* Required tasks:
1 – Reproduce word for word everything in the diabetes article from "The researchers suggest" down to "for 20 years.".
2 – For each statement about the diabetes article, decide whether it agrees with the text, answering yes or no and quoting the words that settle it: (a) The research was reported in the journal Nature Communications. (b) In type 1 diabetes, the liver destroys insulin-producing cells. (c) Scientists have been trying to make surrogate insulin for type 1 diabetes for 10 years.
3 – According to the diabetes article, what type of human cells did the scientists convert into insulin-producing cells?
** Opening Text segment block **
A new treatment for diabetes might be as easy as switching off a single gene. Scientists at Columbia University's Naomi Berrie Diabetes Center have converted human gastrointestinal cells into insulin-producing cells. The research was reported in the journal Nature Communications.

"People have been talking about turning one cell into another for a long time, but until now we hadn't gotten to the point of creating a fully functional insulin-producing cell by the manipulation of a single target," said the study's senior author, Dr. Domenico Accili, the Russell Berrie Foundation Professor of Diabetes at Columbia University Medical Center, Medical Express reported.

The researchers suggest that this can be done by taking the cells lost in type 1 diabetes, replacing them by transplanting new cells created by adult stem cells, and educating the existing cells. In type 1 diabetes, the body’s immune system destroys insulin-producing cells. Scientists have been trying to make surrogate insulin for type 1 diabetes for 20 years.

They found that even though insulin-producing cells are able to be made from stem cells, there is a caveat: They don’t function like naturally occurring pancreatic cells. This is sometimes done surgically, and this new technique could reduce the need for this type of surgery. Also, with the current procedures there is a an issue with the human immune system rejecting foreign cells.
** Closing Text segment block **
** Opening The data block **
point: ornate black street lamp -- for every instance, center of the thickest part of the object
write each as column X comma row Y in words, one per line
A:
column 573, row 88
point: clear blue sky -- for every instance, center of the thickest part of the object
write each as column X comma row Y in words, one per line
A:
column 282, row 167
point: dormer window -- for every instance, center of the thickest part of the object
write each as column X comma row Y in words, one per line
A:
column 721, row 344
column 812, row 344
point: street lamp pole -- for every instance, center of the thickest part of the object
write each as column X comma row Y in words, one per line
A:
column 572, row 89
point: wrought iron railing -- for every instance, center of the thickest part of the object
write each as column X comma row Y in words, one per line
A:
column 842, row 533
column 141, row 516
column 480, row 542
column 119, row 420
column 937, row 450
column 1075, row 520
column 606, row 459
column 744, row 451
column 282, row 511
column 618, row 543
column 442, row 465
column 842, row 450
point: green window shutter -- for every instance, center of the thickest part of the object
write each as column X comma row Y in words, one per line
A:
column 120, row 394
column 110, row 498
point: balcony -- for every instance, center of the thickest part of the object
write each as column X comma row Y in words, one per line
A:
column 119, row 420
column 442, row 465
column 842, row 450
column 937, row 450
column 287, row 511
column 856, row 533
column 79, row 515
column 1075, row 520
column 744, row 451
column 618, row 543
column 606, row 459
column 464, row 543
** Closing The data block **
* Answers for this exercise:
1 –
The researchers suggest that this can be done by taking the cells lost in type 1 diabetes, replacing them by transplanting new cells created by adult stem cells, and educating the existing cells. In type 1 diabetes, the body’s immune system destroys insulin-producing cells. Scientists have been trying to make surrogate insulin for type 1 diabetes for 20 years.

2 –
(a) Yes: "The research was reported in the journal Nature Communications."
(b) No: "In type 1 diabetes, the body’s immune system destroys insulin-producing cells."
(c) No: "Scientists have been trying to make surrogate insulin for type 1 diabetes for 20 years."

3 – Human gastrointestinal cells.